═══ INPUT MATERIAL

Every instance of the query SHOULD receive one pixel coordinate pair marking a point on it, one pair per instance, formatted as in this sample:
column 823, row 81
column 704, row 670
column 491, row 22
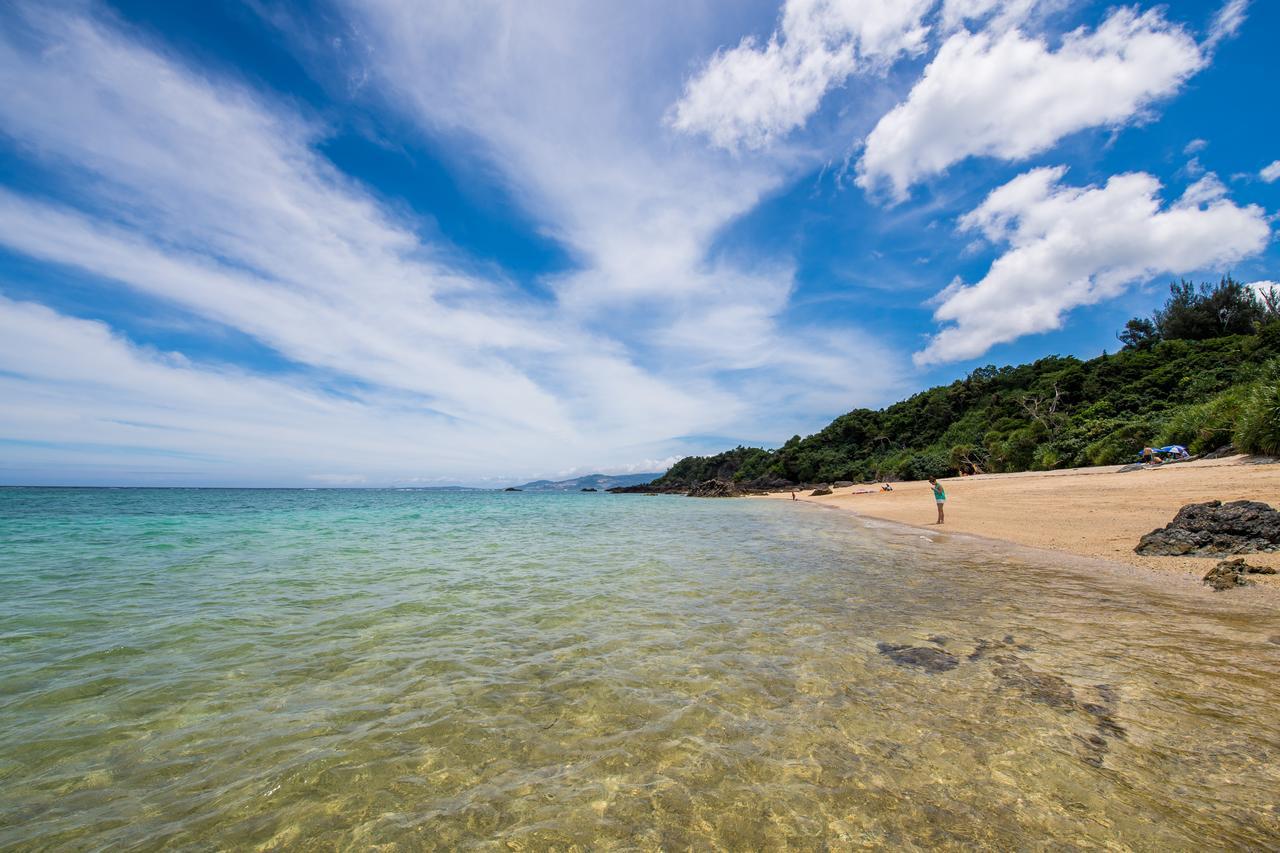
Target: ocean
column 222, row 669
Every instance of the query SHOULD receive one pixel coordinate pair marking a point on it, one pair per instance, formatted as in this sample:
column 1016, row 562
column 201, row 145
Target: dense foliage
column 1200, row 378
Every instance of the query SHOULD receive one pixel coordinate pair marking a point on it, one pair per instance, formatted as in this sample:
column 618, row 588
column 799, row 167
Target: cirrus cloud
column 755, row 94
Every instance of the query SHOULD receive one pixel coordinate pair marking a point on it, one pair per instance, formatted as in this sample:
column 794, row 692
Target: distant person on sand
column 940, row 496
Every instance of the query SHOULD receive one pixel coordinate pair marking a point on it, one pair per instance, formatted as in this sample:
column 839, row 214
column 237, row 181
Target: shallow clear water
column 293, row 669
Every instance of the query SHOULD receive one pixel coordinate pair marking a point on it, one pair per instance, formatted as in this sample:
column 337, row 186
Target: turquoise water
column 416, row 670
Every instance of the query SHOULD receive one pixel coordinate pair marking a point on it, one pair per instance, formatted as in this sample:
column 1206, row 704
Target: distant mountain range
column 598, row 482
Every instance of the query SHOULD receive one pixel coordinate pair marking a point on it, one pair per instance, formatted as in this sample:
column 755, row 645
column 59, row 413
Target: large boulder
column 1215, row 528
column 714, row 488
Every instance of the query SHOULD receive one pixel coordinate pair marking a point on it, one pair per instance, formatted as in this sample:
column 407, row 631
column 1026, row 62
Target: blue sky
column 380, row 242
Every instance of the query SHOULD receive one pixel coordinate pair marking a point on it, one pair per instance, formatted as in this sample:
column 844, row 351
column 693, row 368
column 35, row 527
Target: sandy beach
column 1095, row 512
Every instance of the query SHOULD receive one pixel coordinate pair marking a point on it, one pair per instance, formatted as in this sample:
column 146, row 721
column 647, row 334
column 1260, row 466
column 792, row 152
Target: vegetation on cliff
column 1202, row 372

══════

WHAT YOU WILL DO
Turn every line of the items above into a numbered list, omitting blank lines and leaving out the pictures.

WORKED SOLUTION
1. Every instance of the query SHOULD receive one pixel coordinate pair marking a point on it, one pair per instance, formatted as in this sample:
2. column 823, row 81
3. column 704, row 670
4. column 491, row 22
5. Target: ocean
6. column 222, row 669
7. Every instance of the query SHOULD receive one pixel coordinate pair marking a point on it, one pair per instance, formatted as in this sample:
8. column 1016, row 562
9. column 201, row 145
10. Target: dense foliage
11. column 1200, row 378
12. Every instance of the query SHOULD receive one pixel coordinate pair marking a point on it, one pair per instance, formatted as in this sample:
13. column 618, row 588
14. column 799, row 167
15. Target: cirrus cloud
16. column 755, row 94
17. Every instance of the query SHOULD receive one pixel coordinate pair marking a point on it, one pair per instance, formatted as in this sample:
18. column 794, row 692
19. Target: distant person on sand
20. column 940, row 496
21. Every instance of the query SHOULD receive one pixel coordinate pair marking a point on it, one pair per instance, formatted as in this sample:
22. column 839, row 214
23. column 237, row 181
24. Target: shallow clear water
25. column 293, row 669
26. Every instance of the query SHOULD receive one pixel coordinate pair marking a point on it, one pair per instance, formatted as in this sample:
27. column 337, row 186
28. Target: turquoise water
29. column 416, row 670
30. Every instance of the query SHOULD receive one pixel coordinate pair marking a point on it, one pair per instance, formatted as in this sample:
31. column 1206, row 704
32. Target: distant mountain range
33. column 598, row 482
34. Every instance of the query SHOULD receive one pixel coordinate pair marking a point on it, one pair per instance, formatted as in this sample:
35. column 755, row 645
36. column 59, row 413
37. Target: large boulder
38. column 1215, row 528
39. column 714, row 488
40. Every instance of the query SHOULD receive one pixel coordinate pair marking a point on it, one pair per instance, formatted as in this sample:
41. column 407, row 631
42. column 1026, row 62
43. Target: blue sky
44. column 380, row 242
45. Every instance of the query SHOULD receive one pixel coordinate pair marking a point on it, one pair per instance, formatted as in this sample:
46. column 844, row 351
47. column 693, row 368
48. column 35, row 527
49. Target: sandy beach
50. column 1095, row 512
51. Every instance of the query SHOULD receive one pixel coordinate pair marking a point on it, one pair per instance, formatted as in this sample:
52. column 146, row 721
53. column 647, row 334
54. column 1260, row 466
55. column 792, row 152
56. Target: vegetation on cliff
57. column 1202, row 372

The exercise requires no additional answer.